▶ **Task prompt**: Gather every line in the rows below that contains the string "mountain", matching case exactly, and copy each one in full.

# start of Recorded information

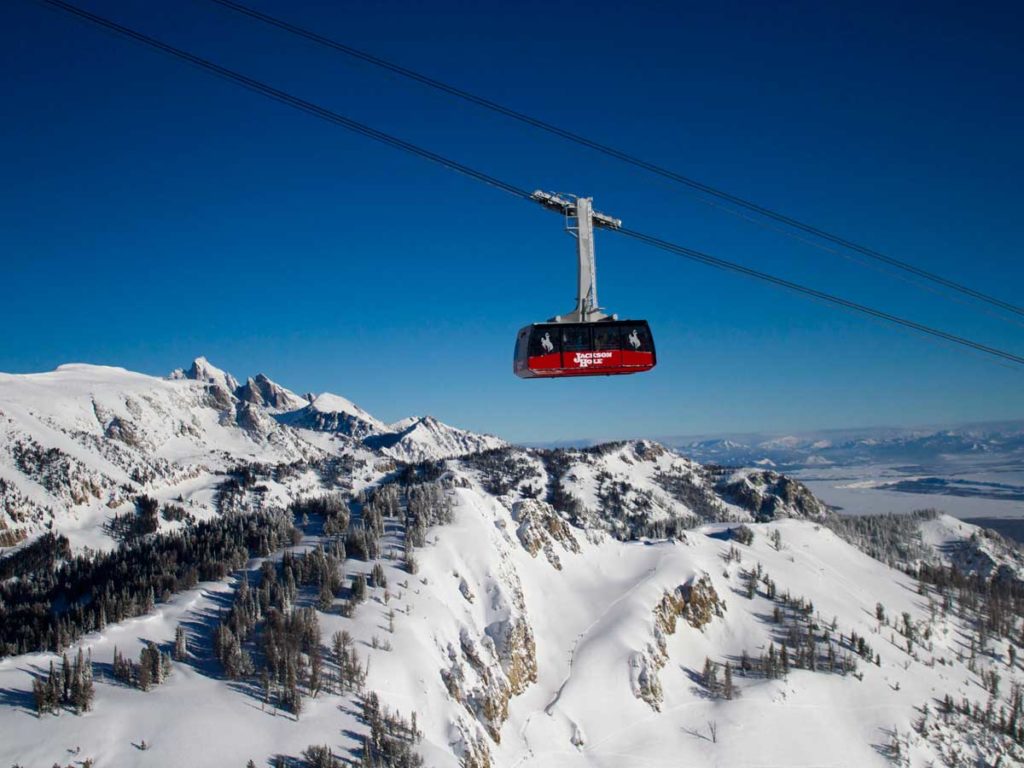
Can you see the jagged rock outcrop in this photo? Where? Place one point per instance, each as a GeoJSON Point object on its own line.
{"type": "Point", "coordinates": [696, 602]}
{"type": "Point", "coordinates": [768, 495]}
{"type": "Point", "coordinates": [259, 390]}
{"type": "Point", "coordinates": [540, 527]}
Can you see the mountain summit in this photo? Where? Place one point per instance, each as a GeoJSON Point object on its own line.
{"type": "Point", "coordinates": [305, 585]}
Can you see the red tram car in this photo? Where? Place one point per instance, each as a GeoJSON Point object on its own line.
{"type": "Point", "coordinates": [599, 348]}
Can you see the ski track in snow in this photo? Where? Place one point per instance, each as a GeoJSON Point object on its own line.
{"type": "Point", "coordinates": [549, 708]}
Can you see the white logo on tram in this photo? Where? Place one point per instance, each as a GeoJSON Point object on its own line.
{"type": "Point", "coordinates": [586, 359]}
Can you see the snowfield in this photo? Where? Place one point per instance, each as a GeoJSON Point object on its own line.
{"type": "Point", "coordinates": [564, 607]}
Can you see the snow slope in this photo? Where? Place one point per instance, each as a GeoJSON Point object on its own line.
{"type": "Point", "coordinates": [570, 633]}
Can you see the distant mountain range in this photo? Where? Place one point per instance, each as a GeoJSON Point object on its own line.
{"type": "Point", "coordinates": [927, 448]}
{"type": "Point", "coordinates": [302, 588]}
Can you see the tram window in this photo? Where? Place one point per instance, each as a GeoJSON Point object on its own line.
{"type": "Point", "coordinates": [636, 338]}
{"type": "Point", "coordinates": [543, 341]}
{"type": "Point", "coordinates": [576, 339]}
{"type": "Point", "coordinates": [606, 338]}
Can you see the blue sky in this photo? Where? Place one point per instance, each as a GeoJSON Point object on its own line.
{"type": "Point", "coordinates": [152, 213]}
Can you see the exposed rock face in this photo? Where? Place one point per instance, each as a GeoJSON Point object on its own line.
{"type": "Point", "coordinates": [487, 668]}
{"type": "Point", "coordinates": [696, 602]}
{"type": "Point", "coordinates": [203, 370]}
{"type": "Point", "coordinates": [259, 390]}
{"type": "Point", "coordinates": [768, 496]}
{"type": "Point", "coordinates": [542, 528]}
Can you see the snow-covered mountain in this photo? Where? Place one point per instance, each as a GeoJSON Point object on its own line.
{"type": "Point", "coordinates": [329, 589]}
{"type": "Point", "coordinates": [82, 440]}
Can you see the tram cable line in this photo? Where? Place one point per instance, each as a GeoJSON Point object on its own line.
{"type": "Point", "coordinates": [633, 160]}
{"type": "Point", "coordinates": [537, 197]}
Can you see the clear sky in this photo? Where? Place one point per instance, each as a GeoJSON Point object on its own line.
{"type": "Point", "coordinates": [152, 213]}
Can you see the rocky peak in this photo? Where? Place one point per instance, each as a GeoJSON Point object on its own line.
{"type": "Point", "coordinates": [203, 370]}
{"type": "Point", "coordinates": [260, 390]}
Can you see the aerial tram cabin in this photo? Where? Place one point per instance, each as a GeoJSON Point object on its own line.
{"type": "Point", "coordinates": [585, 342]}
{"type": "Point", "coordinates": [601, 348]}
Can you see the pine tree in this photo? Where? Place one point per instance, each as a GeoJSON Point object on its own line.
{"type": "Point", "coordinates": [180, 644]}
{"type": "Point", "coordinates": [710, 675]}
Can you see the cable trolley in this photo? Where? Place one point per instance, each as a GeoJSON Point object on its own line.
{"type": "Point", "coordinates": [586, 341]}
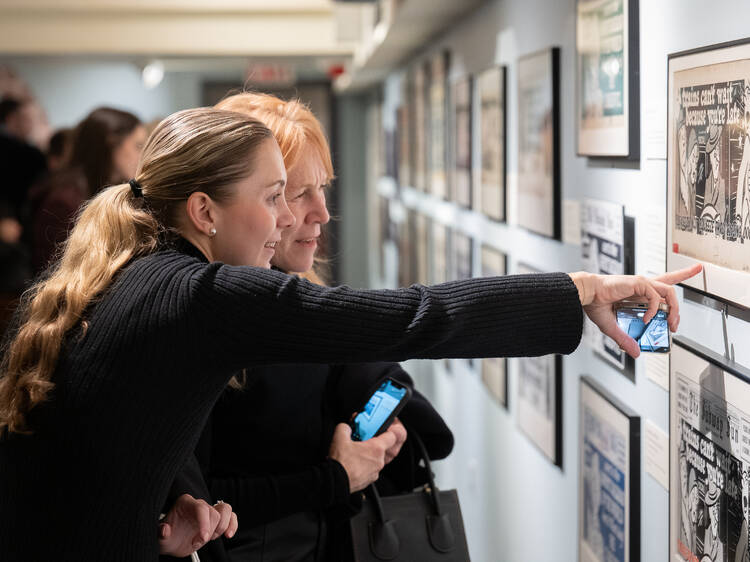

# end of Recorded information

▶ **Exercise result**:
Can you see the mountain summit in this photo? Where? Place one point per instance, each as a GeoJSON Point object on its own line.
Can you see the distant mountain range in this photo? Where? Place one point per instance, each as a GeoJSON Point object on its own line.
Can you see the snow-covered mountain in this photo? Where? Place one point per instance, each as a GeoJSON Point object on its own line.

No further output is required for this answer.